Character, de-identified student ID. Key column.

proxy

Character, 6-digit CIP code of the estimated proxy program.

Details

The proxy variable contains 6-digit CIP codes of degree-granting engineering programs, e.g., Electrical Engineering, Mechanical Engineering, etc., that are substituted for the FYE CIP code when an analysis requires degree-granting starting programs. The most common application is a graduation rate calculation.

The estimation is based on students' first post-FYE programs and a multiple imputation suitable for categorical variables using the mice package. The predictor variables are institution, race, and sex. The estimated variable is the 6-digit CIP code of a degree-granting engineering program at their institution.

fye_proxy holds only for the practice data in midfielddata—these values cannot be commingled with the MIDFIELD research database.

See Also

Other cip-data: cip, cip2010


Grade scale

Description

Data frame of letter grades and conventional point assignments used for computing grade point averages.

Usage

grade_scale

Format

data.table with 12 rows and 2 columns:

letter_grade

Character, letter grades using the conventional US scale from A to F.

points

Numerical, 4.0 scale of points assigned to letter grades.

See Also

Other scales: sat_act_scale


Display structure

Description

A wrapper on base::str() with arguments set to not show attributes, to not show length, and to cut the width.

Usage

look_at(x)

Arguments

x

Any R object.

Value

Does not return anything. The side effect is to output to the terminal.

Examples

# data frames
look_at(cip)
look_at(toy_degree)

# character vectors
x <- sort(unique(toy_degree$institution))
look_at(x)

Order multiway categories

Description

Transform a data frame such that two independent categorical variables are factors with levels ordered for display in a multiway dot plot.

Usage

order_multiway(
  dframe,
  quantity,
  categories,
  ...,
  method = NULL,
  ratio_of = NULL
)

Arguments

dframe

Data frame or data frame extension (e.g., data.table or tibble). Required variables: a single quantitative value for every combination of levels of two categorical variables.

quantity

Character, name of the single multiway quantitative variable

categories

Character, vector of names of the two multiway categorical variables

...

Bounding box annotation entries:
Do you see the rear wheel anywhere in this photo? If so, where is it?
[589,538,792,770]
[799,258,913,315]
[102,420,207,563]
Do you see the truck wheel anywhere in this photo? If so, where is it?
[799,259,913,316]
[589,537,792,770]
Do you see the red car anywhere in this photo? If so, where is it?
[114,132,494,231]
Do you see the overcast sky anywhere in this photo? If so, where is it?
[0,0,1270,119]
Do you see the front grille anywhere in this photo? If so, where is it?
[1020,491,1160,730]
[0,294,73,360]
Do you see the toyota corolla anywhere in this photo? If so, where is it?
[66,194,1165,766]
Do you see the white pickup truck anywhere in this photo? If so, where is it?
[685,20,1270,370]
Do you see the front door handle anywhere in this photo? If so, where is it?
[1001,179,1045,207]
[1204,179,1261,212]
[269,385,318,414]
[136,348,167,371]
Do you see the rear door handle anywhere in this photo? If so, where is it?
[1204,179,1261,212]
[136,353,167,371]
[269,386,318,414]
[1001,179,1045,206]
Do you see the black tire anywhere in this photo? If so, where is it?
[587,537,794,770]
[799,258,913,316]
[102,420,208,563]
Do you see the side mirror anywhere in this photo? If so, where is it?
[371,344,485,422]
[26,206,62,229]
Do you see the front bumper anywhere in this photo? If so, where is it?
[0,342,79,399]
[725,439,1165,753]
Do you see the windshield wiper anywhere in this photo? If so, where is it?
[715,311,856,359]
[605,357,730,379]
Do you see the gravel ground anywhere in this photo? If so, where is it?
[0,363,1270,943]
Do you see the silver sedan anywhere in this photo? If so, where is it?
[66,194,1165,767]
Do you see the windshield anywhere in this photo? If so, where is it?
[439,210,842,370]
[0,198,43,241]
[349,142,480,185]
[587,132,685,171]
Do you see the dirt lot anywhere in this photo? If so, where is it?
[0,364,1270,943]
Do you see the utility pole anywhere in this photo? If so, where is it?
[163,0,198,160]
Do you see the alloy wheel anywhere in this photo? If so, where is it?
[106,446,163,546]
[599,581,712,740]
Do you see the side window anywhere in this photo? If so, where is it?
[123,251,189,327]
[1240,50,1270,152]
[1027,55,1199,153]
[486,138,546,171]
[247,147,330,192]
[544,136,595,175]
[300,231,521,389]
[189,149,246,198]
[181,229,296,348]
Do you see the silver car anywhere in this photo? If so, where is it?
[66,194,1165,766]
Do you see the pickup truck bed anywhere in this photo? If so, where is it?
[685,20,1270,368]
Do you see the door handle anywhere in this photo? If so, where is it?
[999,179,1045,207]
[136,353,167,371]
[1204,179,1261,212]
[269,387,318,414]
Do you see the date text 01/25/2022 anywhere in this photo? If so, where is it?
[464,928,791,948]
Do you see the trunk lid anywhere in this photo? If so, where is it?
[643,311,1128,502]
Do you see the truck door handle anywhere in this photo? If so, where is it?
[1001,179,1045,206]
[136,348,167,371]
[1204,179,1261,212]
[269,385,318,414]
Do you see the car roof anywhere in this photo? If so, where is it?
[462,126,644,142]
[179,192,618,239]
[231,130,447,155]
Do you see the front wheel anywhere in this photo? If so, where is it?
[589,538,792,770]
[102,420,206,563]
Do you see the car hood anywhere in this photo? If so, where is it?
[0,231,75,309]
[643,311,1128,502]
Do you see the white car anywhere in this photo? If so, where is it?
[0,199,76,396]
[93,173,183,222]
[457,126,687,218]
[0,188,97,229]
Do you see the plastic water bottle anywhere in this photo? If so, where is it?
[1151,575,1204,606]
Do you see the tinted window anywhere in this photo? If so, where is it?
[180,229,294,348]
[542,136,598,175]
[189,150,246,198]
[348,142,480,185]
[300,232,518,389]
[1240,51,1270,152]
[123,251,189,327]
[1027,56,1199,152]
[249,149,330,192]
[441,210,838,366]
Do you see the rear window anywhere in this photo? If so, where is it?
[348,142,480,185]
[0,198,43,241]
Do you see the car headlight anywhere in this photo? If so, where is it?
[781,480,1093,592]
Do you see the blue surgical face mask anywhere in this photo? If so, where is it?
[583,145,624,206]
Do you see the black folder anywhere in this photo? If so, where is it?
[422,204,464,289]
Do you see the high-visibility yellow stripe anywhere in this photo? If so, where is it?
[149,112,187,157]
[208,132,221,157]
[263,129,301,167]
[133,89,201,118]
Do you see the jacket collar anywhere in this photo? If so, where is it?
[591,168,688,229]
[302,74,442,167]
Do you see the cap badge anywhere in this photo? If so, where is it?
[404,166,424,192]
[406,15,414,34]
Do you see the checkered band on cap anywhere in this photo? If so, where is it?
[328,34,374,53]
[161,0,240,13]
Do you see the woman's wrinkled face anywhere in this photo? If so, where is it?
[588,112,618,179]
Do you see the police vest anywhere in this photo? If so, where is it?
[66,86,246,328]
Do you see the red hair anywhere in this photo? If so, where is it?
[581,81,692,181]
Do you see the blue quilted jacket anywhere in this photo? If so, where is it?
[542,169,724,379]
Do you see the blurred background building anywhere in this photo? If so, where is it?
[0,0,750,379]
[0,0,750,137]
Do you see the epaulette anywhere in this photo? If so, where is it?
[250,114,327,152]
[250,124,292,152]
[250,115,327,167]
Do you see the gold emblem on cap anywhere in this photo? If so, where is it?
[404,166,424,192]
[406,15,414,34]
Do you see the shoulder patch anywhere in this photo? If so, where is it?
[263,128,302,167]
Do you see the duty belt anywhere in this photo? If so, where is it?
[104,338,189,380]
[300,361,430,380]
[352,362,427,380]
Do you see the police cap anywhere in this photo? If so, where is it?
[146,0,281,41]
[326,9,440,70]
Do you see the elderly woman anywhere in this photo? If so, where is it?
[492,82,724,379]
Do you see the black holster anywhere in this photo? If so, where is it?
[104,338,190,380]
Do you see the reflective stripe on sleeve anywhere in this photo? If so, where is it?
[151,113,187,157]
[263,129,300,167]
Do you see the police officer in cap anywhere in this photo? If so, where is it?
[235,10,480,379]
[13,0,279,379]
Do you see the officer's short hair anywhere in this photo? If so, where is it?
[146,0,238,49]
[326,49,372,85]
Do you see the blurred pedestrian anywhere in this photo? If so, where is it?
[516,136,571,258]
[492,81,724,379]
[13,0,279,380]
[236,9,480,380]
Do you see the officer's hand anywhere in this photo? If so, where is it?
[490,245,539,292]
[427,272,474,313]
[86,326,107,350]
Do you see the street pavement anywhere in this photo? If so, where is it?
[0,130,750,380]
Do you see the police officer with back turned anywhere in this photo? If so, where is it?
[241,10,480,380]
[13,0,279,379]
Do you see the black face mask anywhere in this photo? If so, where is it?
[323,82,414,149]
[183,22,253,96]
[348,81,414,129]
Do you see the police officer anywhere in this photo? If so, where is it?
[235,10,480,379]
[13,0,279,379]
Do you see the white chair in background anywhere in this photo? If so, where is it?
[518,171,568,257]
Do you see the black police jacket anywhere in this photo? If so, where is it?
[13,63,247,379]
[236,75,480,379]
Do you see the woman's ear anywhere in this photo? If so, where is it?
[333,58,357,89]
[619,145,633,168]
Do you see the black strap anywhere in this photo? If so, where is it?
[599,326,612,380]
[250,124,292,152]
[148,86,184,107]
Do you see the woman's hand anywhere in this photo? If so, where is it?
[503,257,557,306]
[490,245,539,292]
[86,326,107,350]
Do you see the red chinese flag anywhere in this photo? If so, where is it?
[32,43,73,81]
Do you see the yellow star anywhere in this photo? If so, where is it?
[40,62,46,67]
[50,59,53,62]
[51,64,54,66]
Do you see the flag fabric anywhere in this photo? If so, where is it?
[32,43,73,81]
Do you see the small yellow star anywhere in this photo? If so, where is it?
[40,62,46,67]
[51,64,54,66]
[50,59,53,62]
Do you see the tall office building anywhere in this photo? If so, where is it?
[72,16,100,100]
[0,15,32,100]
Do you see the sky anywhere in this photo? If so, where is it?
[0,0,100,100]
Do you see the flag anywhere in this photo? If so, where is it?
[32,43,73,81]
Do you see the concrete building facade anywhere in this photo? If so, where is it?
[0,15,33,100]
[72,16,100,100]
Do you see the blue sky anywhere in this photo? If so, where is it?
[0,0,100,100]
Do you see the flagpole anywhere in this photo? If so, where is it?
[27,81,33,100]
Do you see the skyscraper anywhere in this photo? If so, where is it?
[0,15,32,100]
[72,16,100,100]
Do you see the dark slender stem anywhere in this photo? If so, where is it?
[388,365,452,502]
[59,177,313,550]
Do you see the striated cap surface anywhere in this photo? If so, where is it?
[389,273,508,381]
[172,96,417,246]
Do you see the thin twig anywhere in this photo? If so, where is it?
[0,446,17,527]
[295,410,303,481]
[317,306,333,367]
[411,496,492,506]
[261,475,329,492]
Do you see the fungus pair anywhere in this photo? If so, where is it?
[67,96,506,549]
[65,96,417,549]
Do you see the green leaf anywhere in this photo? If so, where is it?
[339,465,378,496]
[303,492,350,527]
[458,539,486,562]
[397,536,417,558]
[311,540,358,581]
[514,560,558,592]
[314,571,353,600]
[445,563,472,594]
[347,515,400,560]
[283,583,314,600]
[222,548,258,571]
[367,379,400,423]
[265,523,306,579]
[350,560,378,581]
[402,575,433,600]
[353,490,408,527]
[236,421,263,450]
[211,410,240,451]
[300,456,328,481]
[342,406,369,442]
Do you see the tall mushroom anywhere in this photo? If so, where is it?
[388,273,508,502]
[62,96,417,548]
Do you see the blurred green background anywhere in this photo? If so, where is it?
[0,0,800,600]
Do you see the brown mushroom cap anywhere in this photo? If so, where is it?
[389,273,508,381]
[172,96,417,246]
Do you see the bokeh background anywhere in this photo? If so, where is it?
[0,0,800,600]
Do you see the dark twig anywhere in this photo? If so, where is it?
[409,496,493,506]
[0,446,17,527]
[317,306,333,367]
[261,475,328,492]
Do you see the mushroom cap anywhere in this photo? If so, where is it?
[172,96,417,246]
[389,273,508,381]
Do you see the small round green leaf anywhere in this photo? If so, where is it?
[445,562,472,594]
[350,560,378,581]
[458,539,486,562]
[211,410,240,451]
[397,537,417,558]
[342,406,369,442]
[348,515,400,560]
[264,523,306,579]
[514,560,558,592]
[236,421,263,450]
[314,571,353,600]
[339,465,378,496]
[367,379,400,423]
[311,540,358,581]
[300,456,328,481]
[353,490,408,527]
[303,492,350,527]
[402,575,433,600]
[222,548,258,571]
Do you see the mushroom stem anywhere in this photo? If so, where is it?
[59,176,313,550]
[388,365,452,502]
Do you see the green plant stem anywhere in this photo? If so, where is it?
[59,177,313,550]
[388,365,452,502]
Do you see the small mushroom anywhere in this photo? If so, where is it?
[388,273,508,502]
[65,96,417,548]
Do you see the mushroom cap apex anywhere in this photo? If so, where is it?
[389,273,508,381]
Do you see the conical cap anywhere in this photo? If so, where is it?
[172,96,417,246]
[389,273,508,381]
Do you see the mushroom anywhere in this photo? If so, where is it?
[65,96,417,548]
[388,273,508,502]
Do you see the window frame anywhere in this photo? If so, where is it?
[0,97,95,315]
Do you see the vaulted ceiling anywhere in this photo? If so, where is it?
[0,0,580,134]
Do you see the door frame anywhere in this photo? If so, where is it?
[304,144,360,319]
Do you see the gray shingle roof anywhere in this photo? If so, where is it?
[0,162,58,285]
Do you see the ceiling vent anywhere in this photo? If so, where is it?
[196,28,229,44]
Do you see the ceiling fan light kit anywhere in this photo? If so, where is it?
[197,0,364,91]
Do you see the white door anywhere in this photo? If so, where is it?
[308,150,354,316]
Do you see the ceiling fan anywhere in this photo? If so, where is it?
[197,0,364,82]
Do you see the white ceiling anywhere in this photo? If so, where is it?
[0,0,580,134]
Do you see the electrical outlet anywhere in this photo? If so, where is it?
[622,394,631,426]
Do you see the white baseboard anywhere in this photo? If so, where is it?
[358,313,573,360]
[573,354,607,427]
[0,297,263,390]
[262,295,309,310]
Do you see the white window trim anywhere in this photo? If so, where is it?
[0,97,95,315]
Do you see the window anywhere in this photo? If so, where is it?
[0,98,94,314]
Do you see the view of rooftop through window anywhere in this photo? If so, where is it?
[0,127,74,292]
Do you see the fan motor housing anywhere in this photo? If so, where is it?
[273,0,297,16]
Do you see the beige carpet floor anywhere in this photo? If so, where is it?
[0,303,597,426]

- **TO DO**
**A)** According to the source passage, how many rows and columns does the grade_scale data table have?
**B)** Please copy the stretch of the source passage from "The proxy variable" through "at their institution.", substituting "retention rate" for "graduation rate".

- **ANSWERS FOR THE EXERCISE**
**A)** 12 rows and 2 columns.

**B)**
The proxy variable contains 6-digit CIP codes of degree-granting engineering programs, e.g., Electrical Engineering, Mechanical Engineering, etc., that are substituted for the FYE CIP code when an analysis requires degree-granting starting programs. The most common application is a retention rate calculation.

The estimation is based on students' first post-FYE programs and a multiple imputation suitable for categorical variables using the mice package. The predictor variables are institution, race, and sex. The estimated variable is the 6-digit CIP code of a degree-granting engineering program at their institution.